-- start SUPPLIED PASSAGE --
Next, the server group to be newly produced and the number of servers to be initially allocated and the response time threshold values are memorized (S92). In Step S92 the information received as the command argument is temporarily stored in the RAM 45 provided in the resource allocation controller 5.
Next, in such a way that the initial number of servers received in Step S91 is added to the newly produced server group, the data center configuration information is updated (S93). In Step S93, using the data center configuration information of FIG. 7, the initial number of servers received in Step S91 should be selected from the “unused” server entries of the affiliate server group name 74 and the column of the affiliate server group name 74 corresponding to the server selected should be altered to the name of the newly produced server group received in Step S91.
The representative IP address to be allocated to the newly produced server group and the distribution rate of each server affiliated to the server group is determined (S94). Although set by the load sharing device 4, the representative IP address and the distribution rate are determined by the resource allocation controller 5.
The determining of the representative IP address involves the selection of one arbitrary address from the set of unused IP addresses recorded in the hard disk of the resource allocation controller 5 (because it is exclusively for representative IP addresses) . Provided the sum of the distribution rates is 1 there are no particular restrictions to the method of determining the initial value of the distribution rate and, by way of example, the distribution rate for each server should be determined as the value obtained by dividing 1 by the initial number of servers received in Step S91.
-- end SUPPLIED PASSAGE --
-- start GIVEN MATERIAL --
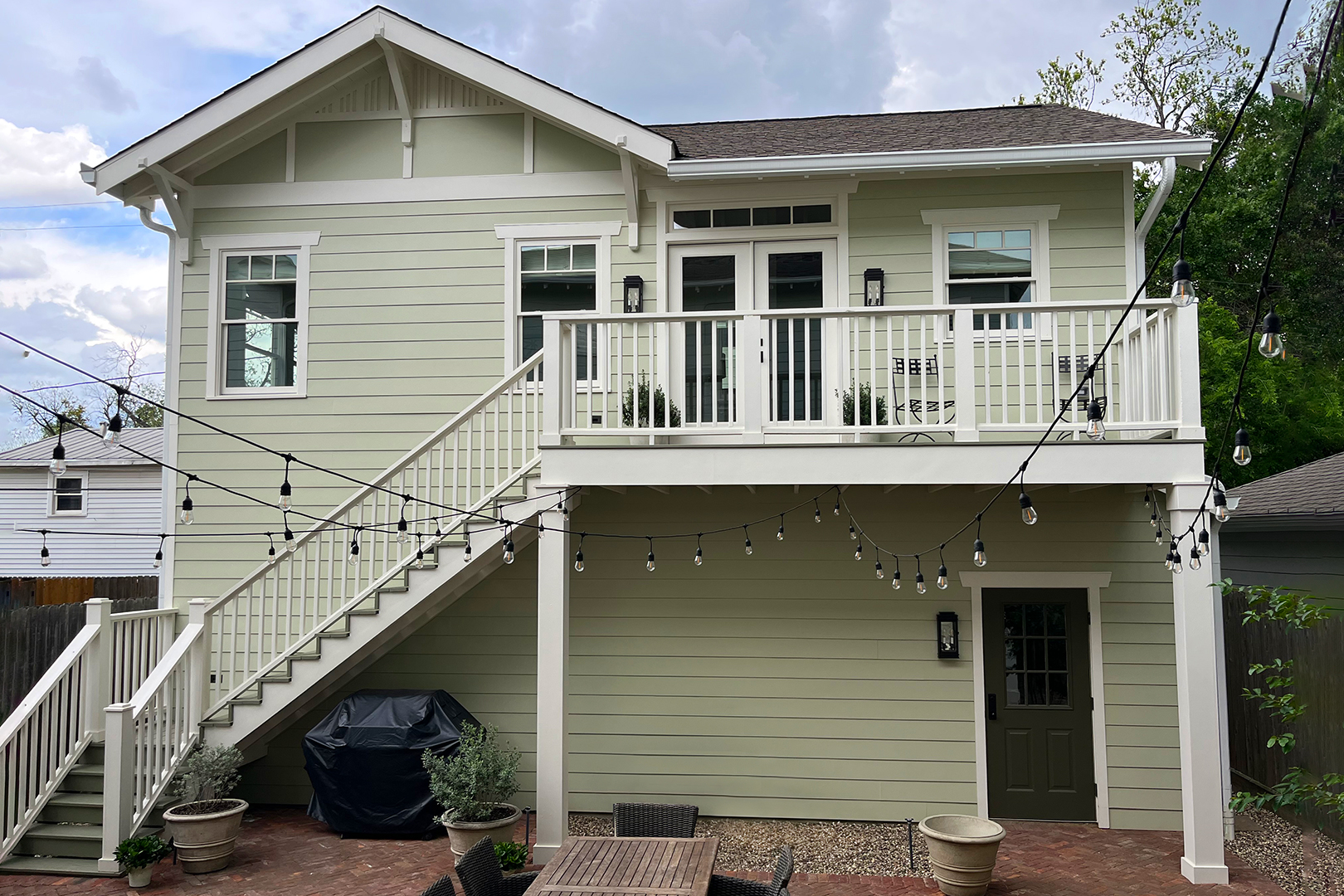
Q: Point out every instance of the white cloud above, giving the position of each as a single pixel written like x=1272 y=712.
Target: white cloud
x=43 y=165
-- end GIVEN MATERIAL --
— TASKS TO PERFORM —
a: From the resource allocation passage, extract the stretch from "Next, in such" through "by the resource allocation controller 5.".
b: Answer these questions using the resource allocation passage:
(i) Where is the information received as the command argument temporarily stored in Step S92?
(ii) Which device sets the representative IP address and the distribution rate?
(iii) What must the distribution rates add up to?
c: Say whether each statement agrees with the resource allocation passage, and quote the words that decide it:
(i) The load sharing device 4 determines the representative IP address.
(ii) Servers for the new group are picked from "unused" server entries.
(iii) The set of unused IP addresses is recorded on the hard disk of the resource allocation controller 5.
The listing comes from a separate source.

— RESULTS OF THE EXERCISE —
a:
Next, in such a way that the initial number of servers received in Step S91 is added to the newly produced server group, the data center configuration information is updated (S93). In Step S93, using the data center configuration information of FIG. 7, the initial number of servers received in Step S91 should be selected from the “unused” server entries of the affiliate server group name 74 and the column of the affiliate server group name 74 corresponding to the server selected should be altered to the name of the newly produced server group received in Step S91.
The representative IP address to be allocated to the newly produced server group and the distribution rate of each server affiliated to the server group is determined (S94). Although set by the load sharing device 4, the representative IP address and the distribution rate are determined by the resource allocation controller 5.

b:
(i) In the RAM 45 provided in the resource allocation controller 5.
(ii) The load sharing device 4.
(iii) 1.

c:
(i) No: "Although set by the load sharing device 4, the representative IP address and the distribution rate are determined by the resource allocation controller 5."
(ii) Yes: "the initial number of servers received in Step S91 should be selected from the “unused” server entries of the affiliate server group name 74"
(iii) Yes: "the set of unused IP addresses recorded in the hard disk of the resource allocation controller 5"